# What the task asks
Every line from the one with "Where can the sliding" to the end of the data needs to be copied exactly, and no line before it.

Excerpts of pointing data
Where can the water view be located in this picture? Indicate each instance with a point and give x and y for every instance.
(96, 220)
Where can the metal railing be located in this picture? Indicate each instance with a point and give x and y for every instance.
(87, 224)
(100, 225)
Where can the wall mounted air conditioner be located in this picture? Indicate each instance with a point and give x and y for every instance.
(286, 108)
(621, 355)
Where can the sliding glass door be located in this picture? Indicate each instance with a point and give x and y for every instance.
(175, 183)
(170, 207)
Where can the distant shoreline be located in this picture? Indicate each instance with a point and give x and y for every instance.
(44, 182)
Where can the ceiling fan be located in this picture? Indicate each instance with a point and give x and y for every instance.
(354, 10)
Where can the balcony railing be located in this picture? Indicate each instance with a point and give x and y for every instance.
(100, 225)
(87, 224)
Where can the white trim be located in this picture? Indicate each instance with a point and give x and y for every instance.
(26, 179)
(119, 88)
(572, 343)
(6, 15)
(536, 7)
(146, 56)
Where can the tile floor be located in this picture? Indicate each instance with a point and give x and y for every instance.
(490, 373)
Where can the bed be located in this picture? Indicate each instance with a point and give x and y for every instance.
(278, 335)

# Response for this exercise
Where can the sliding glass door be located in this picture? Indicate each instance with a point and give x and y for every instance.
(175, 183)
(170, 207)
Where can the distant shoreline be located in this picture? Indicate each instance with a point and give x and y for every instance.
(44, 182)
Where can the ceiling fan be located in this picture? Indicate each instance with a point and give x and y for every instance.
(354, 10)
Where can the balcony railing be located in this picture? Indicate each instance with a point and give x and y for every instance.
(100, 225)
(87, 224)
Where can the white trim be located in this picture? Indicate each instance with a point and give x and y for every instance.
(26, 179)
(119, 88)
(572, 343)
(6, 15)
(536, 7)
(146, 56)
Where can the tile floor be located in this picture? Indicate each instance with a point and give x and y for every instance.
(490, 373)
Where can the bed be located in this picture? Indicate each instance with a point and give x and y for every instance.
(278, 335)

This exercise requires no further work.